━━ RECORDED DATA ━━

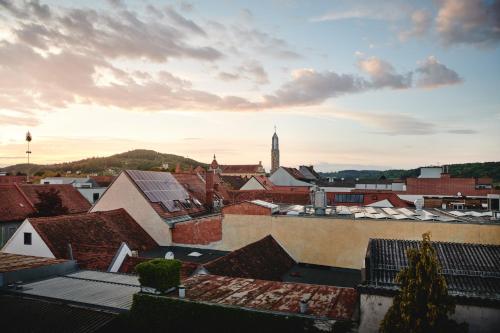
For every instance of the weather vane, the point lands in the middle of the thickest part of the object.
(28, 152)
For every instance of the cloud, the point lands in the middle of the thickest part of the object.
(421, 23)
(469, 22)
(251, 70)
(433, 74)
(383, 74)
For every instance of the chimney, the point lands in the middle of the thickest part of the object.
(209, 188)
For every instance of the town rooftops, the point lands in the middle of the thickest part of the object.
(94, 237)
(13, 262)
(471, 270)
(166, 195)
(14, 204)
(264, 259)
(325, 302)
(70, 197)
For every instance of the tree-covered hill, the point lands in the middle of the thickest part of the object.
(140, 159)
(486, 169)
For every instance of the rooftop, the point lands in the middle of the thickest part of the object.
(13, 262)
(471, 270)
(71, 198)
(323, 301)
(264, 259)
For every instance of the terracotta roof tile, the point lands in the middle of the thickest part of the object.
(264, 259)
(14, 205)
(324, 301)
(71, 198)
(93, 236)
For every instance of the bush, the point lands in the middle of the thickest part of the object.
(161, 274)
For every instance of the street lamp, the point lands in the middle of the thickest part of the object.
(28, 152)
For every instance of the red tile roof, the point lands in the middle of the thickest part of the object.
(295, 173)
(14, 205)
(324, 301)
(13, 262)
(264, 259)
(242, 168)
(92, 235)
(71, 198)
(103, 181)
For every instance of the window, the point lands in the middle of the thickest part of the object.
(27, 238)
(349, 198)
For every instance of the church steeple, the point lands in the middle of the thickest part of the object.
(275, 152)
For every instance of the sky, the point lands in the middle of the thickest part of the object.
(348, 84)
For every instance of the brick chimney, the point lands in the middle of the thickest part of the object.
(209, 189)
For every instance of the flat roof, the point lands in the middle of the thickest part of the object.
(109, 291)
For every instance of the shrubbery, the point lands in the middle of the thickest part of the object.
(161, 274)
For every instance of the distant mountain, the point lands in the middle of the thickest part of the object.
(486, 169)
(140, 159)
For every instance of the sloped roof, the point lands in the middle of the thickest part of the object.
(241, 168)
(14, 262)
(71, 198)
(234, 182)
(264, 259)
(93, 236)
(167, 183)
(14, 205)
(471, 270)
(324, 301)
(295, 173)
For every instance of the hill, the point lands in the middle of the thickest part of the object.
(140, 159)
(486, 169)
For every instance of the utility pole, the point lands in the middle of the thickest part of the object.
(28, 152)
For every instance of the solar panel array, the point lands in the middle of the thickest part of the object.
(163, 188)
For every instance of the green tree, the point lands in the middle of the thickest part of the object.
(423, 304)
(49, 203)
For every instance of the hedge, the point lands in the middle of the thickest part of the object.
(161, 274)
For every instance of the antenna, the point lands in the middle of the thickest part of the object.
(28, 152)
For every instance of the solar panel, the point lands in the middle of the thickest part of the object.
(162, 188)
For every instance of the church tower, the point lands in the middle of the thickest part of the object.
(275, 152)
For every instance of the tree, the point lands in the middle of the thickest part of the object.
(423, 304)
(50, 203)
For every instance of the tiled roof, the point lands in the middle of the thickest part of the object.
(93, 236)
(169, 187)
(265, 182)
(13, 262)
(71, 198)
(470, 269)
(234, 182)
(14, 205)
(264, 259)
(324, 301)
(242, 168)
(295, 173)
(103, 181)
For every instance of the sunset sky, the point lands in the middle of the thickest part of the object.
(349, 84)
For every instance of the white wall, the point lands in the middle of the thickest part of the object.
(88, 193)
(480, 319)
(122, 193)
(282, 178)
(37, 248)
(252, 184)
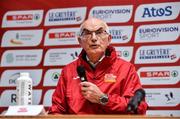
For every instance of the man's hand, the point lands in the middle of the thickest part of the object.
(91, 92)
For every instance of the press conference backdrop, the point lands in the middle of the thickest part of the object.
(39, 37)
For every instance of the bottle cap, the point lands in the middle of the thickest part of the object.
(24, 74)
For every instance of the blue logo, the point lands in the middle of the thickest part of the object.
(153, 12)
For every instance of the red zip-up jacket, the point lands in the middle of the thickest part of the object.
(114, 76)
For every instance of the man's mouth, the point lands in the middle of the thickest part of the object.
(94, 46)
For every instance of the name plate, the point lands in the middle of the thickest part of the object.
(25, 110)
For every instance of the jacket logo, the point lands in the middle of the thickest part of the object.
(110, 78)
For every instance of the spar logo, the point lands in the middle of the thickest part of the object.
(62, 35)
(157, 11)
(155, 74)
(150, 74)
(61, 56)
(112, 14)
(157, 54)
(20, 38)
(22, 18)
(162, 76)
(157, 33)
(65, 16)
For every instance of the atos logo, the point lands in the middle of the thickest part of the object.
(153, 12)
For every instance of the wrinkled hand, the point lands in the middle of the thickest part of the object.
(91, 92)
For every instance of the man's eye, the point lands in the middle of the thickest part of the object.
(86, 33)
(99, 32)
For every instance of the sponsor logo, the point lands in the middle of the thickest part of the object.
(121, 34)
(157, 54)
(62, 35)
(170, 113)
(157, 33)
(8, 78)
(155, 74)
(112, 14)
(8, 97)
(22, 18)
(157, 11)
(21, 38)
(52, 74)
(54, 57)
(47, 102)
(65, 16)
(124, 53)
(169, 97)
(164, 75)
(65, 36)
(21, 58)
(110, 78)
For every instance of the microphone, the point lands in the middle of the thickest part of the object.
(135, 101)
(81, 72)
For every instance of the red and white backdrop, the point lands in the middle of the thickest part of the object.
(39, 37)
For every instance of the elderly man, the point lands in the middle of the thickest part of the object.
(111, 81)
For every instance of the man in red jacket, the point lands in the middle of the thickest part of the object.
(111, 81)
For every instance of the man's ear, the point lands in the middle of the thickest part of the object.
(79, 40)
(109, 38)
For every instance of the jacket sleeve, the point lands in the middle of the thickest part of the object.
(118, 102)
(59, 103)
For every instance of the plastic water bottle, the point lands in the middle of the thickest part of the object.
(24, 89)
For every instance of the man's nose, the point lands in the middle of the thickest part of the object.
(94, 37)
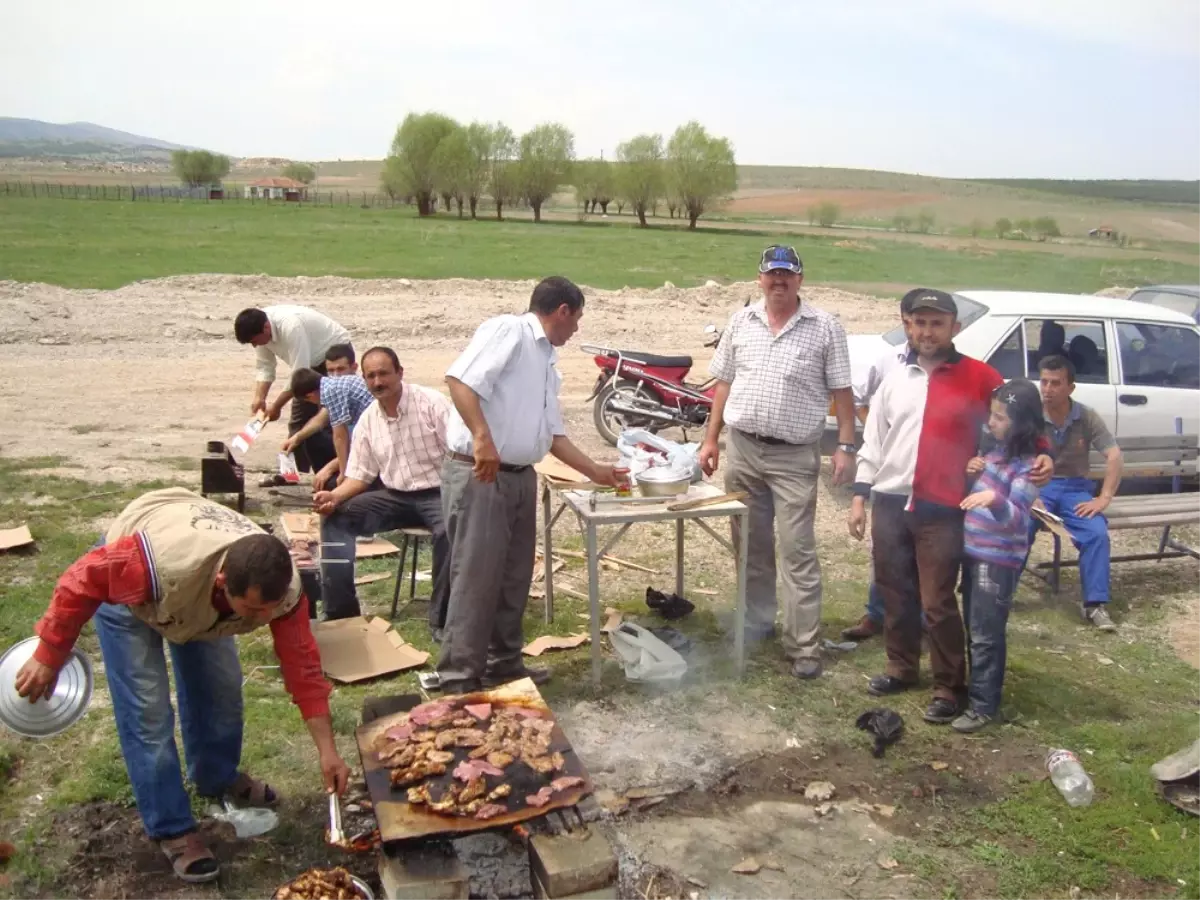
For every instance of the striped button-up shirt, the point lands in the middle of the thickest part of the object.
(405, 453)
(780, 383)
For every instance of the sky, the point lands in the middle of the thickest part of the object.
(983, 88)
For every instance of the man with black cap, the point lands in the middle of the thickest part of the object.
(922, 429)
(777, 366)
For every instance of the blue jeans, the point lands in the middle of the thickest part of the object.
(987, 600)
(208, 684)
(1091, 535)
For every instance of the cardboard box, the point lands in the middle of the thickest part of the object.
(360, 648)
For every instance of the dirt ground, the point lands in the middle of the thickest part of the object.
(119, 381)
(129, 384)
(797, 203)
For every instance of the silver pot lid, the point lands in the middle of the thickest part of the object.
(664, 474)
(49, 715)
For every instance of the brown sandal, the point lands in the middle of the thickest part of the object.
(246, 791)
(191, 858)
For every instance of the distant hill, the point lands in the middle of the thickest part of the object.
(39, 139)
(1143, 191)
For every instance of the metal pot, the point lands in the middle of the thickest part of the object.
(663, 481)
(49, 715)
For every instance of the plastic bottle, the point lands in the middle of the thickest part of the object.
(1069, 778)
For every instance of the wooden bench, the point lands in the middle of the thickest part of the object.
(1173, 456)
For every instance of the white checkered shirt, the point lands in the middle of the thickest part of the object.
(780, 383)
(405, 453)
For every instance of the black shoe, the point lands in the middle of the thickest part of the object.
(807, 667)
(886, 685)
(942, 711)
(538, 676)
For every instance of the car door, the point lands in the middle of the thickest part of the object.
(1083, 341)
(1159, 378)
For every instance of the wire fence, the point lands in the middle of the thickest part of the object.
(181, 193)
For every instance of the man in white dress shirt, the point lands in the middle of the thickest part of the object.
(504, 388)
(300, 337)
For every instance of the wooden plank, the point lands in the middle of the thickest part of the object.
(1158, 521)
(1161, 442)
(399, 820)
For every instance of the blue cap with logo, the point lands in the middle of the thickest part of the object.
(780, 257)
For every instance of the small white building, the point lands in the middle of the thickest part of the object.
(276, 189)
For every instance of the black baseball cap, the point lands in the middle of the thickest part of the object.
(928, 299)
(777, 256)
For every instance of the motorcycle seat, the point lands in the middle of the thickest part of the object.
(649, 359)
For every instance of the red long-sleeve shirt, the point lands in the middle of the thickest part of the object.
(118, 573)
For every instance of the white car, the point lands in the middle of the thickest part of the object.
(1138, 365)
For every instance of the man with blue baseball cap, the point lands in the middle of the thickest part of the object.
(779, 363)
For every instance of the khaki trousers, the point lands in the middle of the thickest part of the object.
(781, 483)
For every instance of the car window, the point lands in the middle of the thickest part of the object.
(1008, 359)
(1081, 341)
(1169, 300)
(1159, 355)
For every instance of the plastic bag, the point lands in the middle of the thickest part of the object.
(664, 453)
(646, 659)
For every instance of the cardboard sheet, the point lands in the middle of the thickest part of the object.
(559, 472)
(306, 526)
(13, 538)
(360, 648)
(553, 642)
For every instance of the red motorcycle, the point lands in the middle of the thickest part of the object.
(645, 390)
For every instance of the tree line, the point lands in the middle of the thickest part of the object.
(433, 156)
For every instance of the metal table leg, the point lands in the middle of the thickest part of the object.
(547, 561)
(679, 557)
(741, 526)
(594, 600)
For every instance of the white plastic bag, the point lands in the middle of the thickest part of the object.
(681, 456)
(646, 658)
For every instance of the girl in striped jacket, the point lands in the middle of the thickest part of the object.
(996, 535)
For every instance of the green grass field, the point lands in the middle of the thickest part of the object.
(105, 245)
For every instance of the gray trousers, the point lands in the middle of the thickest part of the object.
(493, 537)
(781, 483)
(381, 510)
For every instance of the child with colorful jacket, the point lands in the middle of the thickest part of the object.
(996, 539)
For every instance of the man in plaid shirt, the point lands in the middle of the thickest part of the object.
(342, 400)
(393, 480)
(778, 364)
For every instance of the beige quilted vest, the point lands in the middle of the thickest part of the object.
(187, 537)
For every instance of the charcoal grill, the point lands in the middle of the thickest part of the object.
(220, 473)
(401, 822)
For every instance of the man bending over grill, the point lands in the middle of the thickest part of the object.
(178, 569)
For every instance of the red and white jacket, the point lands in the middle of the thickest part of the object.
(923, 427)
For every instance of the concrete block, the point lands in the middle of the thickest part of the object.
(426, 873)
(570, 864)
(609, 893)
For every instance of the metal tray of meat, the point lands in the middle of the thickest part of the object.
(401, 821)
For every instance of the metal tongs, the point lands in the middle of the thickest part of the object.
(336, 835)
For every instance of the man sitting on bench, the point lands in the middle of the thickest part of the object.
(1074, 430)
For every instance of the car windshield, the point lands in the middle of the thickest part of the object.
(969, 311)
(1169, 300)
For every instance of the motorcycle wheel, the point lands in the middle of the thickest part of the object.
(610, 423)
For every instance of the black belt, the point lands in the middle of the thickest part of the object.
(471, 461)
(766, 439)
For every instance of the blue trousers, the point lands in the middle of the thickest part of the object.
(1091, 535)
(208, 687)
(988, 593)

━━━

GIVEN EXERCISE
Repeat exactly the lines above, starting with the line that contains "For every instance of the green grass" and ending with the last line, both included, and nothing else.

FINISHED EXERCISE
For every instance of the green grass field, the point lands in the middle of the thickest part of the object.
(105, 245)
For every instance of the gray trousers, the point lands in the middle of the thickest part of the object.
(493, 537)
(781, 483)
(381, 510)
For every instance of the child with colorful jacket, the point lands in the middle of the thickest part of the object.
(996, 539)
For every instance of the man in plaid shirt, the point lands in the middle of the thickest part of the object.
(342, 400)
(393, 480)
(778, 364)
For every instance of the beige quilted vest, the point lands in the middle of the thickest part of the object.
(187, 537)
For every instance of the charcoal grill, the point lands in the middle of the thickest part of the object.
(220, 473)
(401, 822)
For every instance of the man bending over grill, the point lands in the middle of the thickest part of the object.
(178, 569)
For every instance of the red and white jacket, the point lands in the middle of the thickest part of the object.
(923, 427)
For every instance of the concrete block, the point lands in the middle of the thickest part of the object.
(426, 873)
(570, 864)
(609, 893)
For every instance of the metal tray of meat, the point lands in the middle of the thickest part of the object.
(401, 821)
For every instance of the metal tongs, the point lands in the middle of the thickest part of the object.
(336, 835)
For every instance of the man sitting on bench, the point lands in the middle of the thickest part of the object.
(1074, 430)
For every instance of the car windshield, the point lands in the middle of the thickest part of the object.
(969, 311)
(1169, 300)
For every instance of the motorcycle wheel, the point lands in the middle of the thickest part of the object.
(610, 423)
For every instance of the black belt, the point lands in the middle of the thickest part of the object.
(471, 461)
(766, 439)
For every instance of the blue trousers, the point lands in the middle of the thickest part of the object.
(1091, 535)
(208, 687)
(988, 593)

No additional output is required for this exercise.